- **Task brief**
Retype, without any change, the line that contains "point: the overcast sky in this photo" and every line that follows it to the end of the entries, and nothing else.

-- Data for analysis follows --

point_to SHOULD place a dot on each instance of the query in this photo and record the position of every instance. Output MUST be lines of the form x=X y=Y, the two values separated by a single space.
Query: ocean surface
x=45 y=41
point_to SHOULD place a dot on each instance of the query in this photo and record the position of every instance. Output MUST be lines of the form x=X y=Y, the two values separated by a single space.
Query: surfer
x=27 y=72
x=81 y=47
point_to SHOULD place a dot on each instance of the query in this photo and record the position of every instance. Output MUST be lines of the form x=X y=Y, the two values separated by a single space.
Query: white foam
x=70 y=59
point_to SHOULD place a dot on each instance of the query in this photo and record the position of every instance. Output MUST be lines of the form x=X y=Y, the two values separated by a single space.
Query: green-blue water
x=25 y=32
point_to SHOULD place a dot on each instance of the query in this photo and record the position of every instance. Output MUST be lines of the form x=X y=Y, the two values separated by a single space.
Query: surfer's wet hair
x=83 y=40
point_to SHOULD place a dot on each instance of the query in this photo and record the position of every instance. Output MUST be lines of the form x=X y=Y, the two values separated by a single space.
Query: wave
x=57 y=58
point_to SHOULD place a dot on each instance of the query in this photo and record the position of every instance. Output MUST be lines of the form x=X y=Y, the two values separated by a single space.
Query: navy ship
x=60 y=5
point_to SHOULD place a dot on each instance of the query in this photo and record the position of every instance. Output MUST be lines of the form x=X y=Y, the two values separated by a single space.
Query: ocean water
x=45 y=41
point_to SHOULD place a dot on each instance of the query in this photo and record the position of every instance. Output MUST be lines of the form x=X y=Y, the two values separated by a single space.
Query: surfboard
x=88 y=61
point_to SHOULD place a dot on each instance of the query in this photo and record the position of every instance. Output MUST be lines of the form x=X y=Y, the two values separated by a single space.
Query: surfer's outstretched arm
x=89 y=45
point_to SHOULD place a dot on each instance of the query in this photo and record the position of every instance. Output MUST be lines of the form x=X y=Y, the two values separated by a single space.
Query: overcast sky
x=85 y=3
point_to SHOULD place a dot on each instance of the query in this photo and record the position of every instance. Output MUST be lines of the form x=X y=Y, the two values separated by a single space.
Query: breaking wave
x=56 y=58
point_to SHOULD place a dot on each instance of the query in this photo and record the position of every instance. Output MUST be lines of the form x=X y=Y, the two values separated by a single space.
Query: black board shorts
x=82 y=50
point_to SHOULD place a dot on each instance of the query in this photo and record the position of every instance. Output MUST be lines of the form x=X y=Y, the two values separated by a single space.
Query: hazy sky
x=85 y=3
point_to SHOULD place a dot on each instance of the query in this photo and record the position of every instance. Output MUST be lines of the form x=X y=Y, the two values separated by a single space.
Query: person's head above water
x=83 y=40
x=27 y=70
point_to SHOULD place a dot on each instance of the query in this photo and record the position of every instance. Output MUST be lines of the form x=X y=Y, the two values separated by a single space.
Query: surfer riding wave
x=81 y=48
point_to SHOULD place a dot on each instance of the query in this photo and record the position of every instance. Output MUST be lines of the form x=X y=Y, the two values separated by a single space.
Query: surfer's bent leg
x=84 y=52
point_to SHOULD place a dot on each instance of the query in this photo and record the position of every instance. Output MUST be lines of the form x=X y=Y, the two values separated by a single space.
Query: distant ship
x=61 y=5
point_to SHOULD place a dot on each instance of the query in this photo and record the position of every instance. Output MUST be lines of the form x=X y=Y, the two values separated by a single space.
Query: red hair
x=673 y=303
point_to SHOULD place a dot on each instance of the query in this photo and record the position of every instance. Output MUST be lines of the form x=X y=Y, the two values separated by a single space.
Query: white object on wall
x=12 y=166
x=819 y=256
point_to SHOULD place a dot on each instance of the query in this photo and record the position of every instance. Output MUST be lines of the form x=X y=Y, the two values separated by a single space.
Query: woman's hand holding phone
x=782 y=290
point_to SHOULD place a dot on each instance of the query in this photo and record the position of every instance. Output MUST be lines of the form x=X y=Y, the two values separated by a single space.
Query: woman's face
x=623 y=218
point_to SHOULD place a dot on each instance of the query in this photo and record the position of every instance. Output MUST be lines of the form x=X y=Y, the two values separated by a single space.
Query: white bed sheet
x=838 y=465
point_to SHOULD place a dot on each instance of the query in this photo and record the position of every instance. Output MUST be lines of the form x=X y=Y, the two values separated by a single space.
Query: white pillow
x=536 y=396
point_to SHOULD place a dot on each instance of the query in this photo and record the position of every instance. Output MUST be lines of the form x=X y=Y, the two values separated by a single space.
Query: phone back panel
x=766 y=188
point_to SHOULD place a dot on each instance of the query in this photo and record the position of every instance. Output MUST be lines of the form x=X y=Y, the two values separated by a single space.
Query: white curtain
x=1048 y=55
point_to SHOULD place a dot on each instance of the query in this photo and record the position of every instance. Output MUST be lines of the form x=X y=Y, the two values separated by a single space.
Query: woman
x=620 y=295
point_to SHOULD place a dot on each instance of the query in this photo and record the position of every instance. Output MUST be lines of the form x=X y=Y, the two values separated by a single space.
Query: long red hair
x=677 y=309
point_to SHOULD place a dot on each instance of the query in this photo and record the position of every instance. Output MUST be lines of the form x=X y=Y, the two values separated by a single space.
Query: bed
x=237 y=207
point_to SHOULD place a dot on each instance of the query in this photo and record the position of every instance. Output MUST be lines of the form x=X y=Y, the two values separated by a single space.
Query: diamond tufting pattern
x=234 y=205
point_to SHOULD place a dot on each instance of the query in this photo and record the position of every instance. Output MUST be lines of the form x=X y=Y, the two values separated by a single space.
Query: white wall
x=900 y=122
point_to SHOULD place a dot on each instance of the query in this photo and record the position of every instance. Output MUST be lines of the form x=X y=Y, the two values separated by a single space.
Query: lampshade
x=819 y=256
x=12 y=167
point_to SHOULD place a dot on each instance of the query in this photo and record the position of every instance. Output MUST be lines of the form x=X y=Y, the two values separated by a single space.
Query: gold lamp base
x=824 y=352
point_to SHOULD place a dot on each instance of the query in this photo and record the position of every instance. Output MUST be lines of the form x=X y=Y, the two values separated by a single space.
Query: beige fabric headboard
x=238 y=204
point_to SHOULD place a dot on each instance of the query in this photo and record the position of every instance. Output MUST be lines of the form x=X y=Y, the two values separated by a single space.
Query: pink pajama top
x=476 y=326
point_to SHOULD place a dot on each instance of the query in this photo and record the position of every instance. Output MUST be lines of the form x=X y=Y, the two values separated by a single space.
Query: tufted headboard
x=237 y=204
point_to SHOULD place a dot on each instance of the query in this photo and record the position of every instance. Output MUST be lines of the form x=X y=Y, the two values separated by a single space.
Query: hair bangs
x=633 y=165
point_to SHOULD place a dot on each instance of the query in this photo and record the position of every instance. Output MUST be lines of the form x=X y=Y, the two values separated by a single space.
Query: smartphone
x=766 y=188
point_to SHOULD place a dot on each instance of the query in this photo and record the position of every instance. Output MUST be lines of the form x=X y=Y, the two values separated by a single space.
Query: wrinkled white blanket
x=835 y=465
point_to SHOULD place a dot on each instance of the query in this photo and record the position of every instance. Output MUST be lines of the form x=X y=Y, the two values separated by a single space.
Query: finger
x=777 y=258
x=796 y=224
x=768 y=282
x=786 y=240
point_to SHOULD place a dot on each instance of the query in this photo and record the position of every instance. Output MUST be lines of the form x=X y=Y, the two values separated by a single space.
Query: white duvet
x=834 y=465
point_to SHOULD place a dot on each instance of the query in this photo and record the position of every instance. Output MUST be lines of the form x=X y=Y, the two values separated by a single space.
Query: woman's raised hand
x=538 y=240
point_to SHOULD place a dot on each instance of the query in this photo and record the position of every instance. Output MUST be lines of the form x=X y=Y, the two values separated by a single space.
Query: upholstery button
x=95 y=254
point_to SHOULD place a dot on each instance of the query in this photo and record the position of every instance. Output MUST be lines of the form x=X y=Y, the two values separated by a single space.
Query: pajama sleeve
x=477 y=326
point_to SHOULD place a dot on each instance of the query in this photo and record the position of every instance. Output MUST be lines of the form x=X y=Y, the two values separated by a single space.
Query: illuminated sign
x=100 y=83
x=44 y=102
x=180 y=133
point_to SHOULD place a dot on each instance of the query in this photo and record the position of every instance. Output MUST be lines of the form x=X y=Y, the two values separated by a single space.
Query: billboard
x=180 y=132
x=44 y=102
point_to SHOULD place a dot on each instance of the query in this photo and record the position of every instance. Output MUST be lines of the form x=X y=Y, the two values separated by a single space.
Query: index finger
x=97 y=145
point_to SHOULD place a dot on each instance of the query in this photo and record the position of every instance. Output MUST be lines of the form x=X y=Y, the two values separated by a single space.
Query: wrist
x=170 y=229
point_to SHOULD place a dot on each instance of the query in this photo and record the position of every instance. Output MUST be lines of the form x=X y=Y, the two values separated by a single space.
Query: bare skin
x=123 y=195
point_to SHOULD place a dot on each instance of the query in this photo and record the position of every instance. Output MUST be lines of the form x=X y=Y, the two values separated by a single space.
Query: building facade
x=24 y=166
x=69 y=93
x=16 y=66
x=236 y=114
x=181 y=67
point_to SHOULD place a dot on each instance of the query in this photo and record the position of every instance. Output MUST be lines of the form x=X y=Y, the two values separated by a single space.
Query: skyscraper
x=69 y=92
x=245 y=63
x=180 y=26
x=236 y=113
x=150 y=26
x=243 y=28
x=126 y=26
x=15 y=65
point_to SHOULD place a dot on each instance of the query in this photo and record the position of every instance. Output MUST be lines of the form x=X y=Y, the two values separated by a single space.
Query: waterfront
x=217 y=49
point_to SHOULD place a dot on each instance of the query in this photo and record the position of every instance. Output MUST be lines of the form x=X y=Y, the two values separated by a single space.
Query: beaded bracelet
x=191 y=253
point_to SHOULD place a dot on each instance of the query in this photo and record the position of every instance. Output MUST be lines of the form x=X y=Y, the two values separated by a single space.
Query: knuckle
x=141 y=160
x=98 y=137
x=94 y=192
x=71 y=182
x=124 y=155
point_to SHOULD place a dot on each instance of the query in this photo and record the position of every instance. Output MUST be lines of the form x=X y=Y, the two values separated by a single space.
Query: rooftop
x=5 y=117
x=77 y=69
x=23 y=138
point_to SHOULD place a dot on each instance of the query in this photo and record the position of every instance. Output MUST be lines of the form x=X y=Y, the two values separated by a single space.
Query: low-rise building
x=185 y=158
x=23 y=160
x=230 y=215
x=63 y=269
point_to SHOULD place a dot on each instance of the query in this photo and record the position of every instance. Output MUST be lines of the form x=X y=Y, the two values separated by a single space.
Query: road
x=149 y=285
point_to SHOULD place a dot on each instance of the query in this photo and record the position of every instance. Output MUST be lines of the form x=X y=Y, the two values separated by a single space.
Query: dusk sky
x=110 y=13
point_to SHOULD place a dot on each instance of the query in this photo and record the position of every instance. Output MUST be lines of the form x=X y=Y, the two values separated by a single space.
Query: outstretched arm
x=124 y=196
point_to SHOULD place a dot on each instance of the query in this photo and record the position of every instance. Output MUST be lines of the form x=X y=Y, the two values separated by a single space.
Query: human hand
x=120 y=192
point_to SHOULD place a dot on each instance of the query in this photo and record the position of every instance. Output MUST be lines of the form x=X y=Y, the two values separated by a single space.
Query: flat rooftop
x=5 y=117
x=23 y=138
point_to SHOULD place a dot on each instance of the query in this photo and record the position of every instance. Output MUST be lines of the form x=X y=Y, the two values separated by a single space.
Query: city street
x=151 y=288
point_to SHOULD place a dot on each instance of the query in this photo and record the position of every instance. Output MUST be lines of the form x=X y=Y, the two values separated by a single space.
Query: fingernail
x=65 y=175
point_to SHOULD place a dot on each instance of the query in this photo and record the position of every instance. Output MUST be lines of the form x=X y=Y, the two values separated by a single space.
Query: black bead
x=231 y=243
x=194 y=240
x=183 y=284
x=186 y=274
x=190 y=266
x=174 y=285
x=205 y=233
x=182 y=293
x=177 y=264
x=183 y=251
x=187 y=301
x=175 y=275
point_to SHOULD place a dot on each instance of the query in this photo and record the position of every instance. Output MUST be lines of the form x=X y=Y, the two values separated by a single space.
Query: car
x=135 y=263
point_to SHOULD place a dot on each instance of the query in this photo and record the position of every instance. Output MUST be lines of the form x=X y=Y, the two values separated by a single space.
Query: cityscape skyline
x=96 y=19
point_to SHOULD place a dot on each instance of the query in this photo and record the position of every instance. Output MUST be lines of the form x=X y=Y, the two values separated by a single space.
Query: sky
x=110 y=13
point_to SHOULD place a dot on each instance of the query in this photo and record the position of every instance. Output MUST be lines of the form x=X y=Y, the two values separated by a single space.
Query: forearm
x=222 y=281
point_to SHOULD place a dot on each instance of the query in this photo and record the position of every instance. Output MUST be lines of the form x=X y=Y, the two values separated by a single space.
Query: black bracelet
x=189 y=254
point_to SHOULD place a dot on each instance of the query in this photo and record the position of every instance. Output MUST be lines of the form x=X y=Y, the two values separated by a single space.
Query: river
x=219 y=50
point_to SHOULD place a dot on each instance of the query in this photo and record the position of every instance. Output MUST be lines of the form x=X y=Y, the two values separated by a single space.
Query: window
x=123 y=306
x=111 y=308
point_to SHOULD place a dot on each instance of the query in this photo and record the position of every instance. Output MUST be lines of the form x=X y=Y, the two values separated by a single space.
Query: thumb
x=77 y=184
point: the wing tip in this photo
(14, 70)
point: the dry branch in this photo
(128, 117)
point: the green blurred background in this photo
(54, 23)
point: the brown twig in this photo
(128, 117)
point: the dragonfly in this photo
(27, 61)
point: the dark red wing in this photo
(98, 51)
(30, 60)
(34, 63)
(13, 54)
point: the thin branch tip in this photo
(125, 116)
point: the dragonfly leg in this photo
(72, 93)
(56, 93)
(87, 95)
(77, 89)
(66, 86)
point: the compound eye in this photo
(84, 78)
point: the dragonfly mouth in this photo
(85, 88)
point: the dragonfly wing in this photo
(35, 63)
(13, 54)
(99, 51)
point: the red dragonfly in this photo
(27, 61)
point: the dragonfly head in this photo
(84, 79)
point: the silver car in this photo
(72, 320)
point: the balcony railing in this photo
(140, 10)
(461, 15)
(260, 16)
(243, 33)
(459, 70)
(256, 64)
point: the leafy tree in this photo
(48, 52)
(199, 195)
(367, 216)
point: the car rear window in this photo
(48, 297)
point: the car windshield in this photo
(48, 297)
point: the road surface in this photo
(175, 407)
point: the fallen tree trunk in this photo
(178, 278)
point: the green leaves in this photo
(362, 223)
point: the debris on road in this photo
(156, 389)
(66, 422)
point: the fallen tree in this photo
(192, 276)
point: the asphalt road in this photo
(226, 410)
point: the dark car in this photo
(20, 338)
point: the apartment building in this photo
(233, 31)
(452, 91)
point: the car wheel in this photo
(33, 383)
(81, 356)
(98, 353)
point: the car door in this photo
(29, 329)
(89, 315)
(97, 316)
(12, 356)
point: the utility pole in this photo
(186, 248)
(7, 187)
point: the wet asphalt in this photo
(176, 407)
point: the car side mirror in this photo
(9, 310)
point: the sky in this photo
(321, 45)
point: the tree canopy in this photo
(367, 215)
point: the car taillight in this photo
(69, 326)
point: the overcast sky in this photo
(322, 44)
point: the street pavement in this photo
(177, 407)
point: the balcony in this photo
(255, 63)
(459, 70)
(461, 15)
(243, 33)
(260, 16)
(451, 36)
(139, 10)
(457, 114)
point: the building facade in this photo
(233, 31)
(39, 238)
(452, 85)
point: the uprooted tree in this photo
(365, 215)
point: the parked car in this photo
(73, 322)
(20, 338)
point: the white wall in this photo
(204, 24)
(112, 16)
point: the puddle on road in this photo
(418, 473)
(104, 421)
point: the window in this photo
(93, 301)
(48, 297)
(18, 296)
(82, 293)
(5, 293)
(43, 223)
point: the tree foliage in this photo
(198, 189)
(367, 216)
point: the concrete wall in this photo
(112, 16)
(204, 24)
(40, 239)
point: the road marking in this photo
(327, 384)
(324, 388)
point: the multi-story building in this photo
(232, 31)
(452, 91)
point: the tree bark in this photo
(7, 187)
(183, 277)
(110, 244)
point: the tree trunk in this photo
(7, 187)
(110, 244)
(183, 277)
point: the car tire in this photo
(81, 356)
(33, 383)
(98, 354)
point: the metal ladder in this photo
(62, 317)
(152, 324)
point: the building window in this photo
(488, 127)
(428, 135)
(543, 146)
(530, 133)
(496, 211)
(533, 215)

-- Data for analysis concluded --

- **Response box**
point: the overcast sky in this photo
(322, 44)
point: the street pavement in this photo
(177, 407)
point: the balcony in this photo
(255, 63)
(459, 70)
(461, 15)
(243, 33)
(260, 16)
(451, 36)
(139, 10)
(457, 114)
point: the building facade in this photo
(233, 31)
(39, 238)
(452, 85)
point: the uprooted tree in this photo
(365, 215)
point: the parked car in this photo
(73, 322)
(20, 338)
point: the white wall in this photo
(204, 24)
(112, 16)
point: the puddle on road in this photo
(418, 473)
(104, 421)
point: the window in this photo
(93, 301)
(48, 297)
(18, 296)
(82, 293)
(5, 293)
(43, 223)
point: the tree foliage in this photo
(198, 189)
(367, 216)
point: the concrete wall in this photo
(112, 16)
(204, 24)
(40, 239)
point: the road marking in this photo
(327, 384)
(324, 388)
point: the multi-story building in this photo
(232, 31)
(452, 91)
point: the tree bark in this photo
(7, 187)
(183, 277)
(110, 244)
point: the tree trunk in this photo
(7, 187)
(110, 244)
(183, 277)
point: the car tire in this photo
(81, 356)
(33, 383)
(98, 354)
point: the metal ladder in this photo
(62, 317)
(152, 324)
point: the building window in this photo
(488, 127)
(428, 135)
(543, 146)
(530, 133)
(496, 211)
(533, 215)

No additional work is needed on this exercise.